- [TASK] Locate every line in the data below that contains the string "kitchen" and copy each of those lines. Case counts.

- [RECORD EXTRACTS]
==========

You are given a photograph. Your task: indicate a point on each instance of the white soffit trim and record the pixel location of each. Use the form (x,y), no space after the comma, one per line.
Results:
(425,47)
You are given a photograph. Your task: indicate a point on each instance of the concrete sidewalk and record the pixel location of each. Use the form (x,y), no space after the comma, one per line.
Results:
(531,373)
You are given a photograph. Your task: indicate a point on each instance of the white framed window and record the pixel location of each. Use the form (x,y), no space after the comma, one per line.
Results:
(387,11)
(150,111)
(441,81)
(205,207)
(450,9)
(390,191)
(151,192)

==========

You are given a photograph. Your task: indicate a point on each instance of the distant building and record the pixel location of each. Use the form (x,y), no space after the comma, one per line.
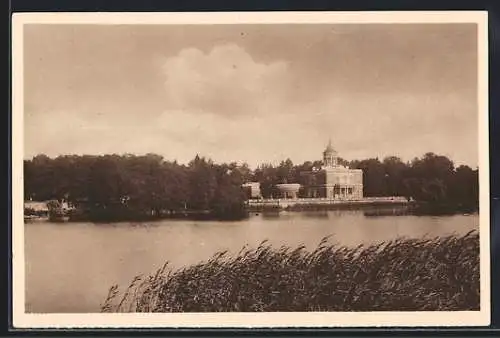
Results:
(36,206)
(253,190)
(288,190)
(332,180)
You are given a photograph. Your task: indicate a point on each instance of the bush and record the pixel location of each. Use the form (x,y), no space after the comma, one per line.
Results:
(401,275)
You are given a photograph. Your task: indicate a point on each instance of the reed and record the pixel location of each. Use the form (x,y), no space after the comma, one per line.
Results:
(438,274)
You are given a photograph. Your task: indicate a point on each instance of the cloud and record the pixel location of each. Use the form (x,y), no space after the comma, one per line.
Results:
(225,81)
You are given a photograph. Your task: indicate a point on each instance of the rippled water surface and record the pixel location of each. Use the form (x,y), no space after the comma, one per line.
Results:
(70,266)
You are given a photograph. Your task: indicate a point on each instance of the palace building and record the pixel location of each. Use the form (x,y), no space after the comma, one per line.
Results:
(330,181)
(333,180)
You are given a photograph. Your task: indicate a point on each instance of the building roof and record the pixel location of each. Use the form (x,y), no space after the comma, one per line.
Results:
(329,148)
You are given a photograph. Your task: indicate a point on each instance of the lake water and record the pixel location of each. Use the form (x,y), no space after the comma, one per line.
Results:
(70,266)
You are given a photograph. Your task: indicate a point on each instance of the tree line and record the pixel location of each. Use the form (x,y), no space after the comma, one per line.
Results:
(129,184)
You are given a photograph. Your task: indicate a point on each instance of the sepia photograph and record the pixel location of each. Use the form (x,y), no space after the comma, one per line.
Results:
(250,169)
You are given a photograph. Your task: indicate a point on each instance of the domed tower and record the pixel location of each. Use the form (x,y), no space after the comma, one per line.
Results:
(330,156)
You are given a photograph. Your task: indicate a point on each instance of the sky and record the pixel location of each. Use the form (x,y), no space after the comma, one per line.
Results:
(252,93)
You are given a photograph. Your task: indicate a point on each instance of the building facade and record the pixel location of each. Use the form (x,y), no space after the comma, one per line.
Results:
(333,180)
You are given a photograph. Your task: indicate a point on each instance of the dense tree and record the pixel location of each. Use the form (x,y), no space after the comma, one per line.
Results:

==========

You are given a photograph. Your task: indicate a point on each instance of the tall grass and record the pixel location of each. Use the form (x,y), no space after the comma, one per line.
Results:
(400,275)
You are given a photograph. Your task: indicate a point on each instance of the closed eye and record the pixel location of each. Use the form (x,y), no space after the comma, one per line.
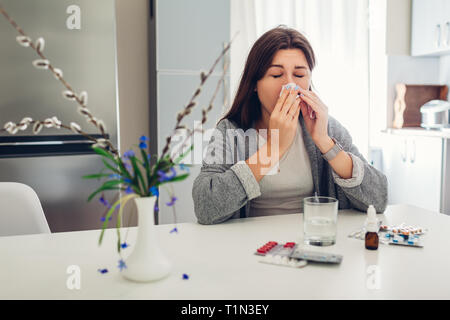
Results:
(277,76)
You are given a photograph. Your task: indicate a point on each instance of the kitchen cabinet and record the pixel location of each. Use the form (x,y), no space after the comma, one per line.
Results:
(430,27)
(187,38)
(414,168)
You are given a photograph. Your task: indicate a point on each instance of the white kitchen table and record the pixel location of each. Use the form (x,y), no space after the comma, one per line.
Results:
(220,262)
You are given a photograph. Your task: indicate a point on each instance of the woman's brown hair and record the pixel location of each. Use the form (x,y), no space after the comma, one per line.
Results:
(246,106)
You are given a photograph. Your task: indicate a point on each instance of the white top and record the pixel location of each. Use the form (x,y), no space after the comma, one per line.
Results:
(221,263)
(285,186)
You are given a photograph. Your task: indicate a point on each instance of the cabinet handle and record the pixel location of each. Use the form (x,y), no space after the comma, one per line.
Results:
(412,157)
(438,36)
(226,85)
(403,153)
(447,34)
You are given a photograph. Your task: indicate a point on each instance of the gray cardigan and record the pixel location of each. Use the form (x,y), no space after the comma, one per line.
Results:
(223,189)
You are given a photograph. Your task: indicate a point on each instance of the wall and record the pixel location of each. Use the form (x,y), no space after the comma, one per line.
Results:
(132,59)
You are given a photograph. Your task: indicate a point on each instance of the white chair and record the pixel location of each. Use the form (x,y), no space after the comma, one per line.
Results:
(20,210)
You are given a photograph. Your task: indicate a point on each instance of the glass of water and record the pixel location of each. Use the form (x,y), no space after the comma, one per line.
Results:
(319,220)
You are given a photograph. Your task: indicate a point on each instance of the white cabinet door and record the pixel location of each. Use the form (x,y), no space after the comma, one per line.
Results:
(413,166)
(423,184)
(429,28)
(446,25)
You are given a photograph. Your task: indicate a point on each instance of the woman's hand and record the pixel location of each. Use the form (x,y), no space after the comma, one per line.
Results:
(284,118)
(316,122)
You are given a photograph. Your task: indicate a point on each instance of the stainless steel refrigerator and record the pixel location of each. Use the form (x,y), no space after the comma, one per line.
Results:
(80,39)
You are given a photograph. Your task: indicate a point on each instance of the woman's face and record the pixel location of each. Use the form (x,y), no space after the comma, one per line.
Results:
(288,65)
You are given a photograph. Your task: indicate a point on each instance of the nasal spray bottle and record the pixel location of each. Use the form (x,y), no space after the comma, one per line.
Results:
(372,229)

==========

- [OUTPUT OF THE TASK]
You are given a photograph. Your task: indicate a point on each instance of the kitchen cabinet and record the pixel location of each. Use the form (x,y), no space after the comma, one per line.
You are given a photograph. Your task: indicate a point on each instance of the white kitchen table and record the pixel location of each. Use the form (x,y), no space after the comma, one per line.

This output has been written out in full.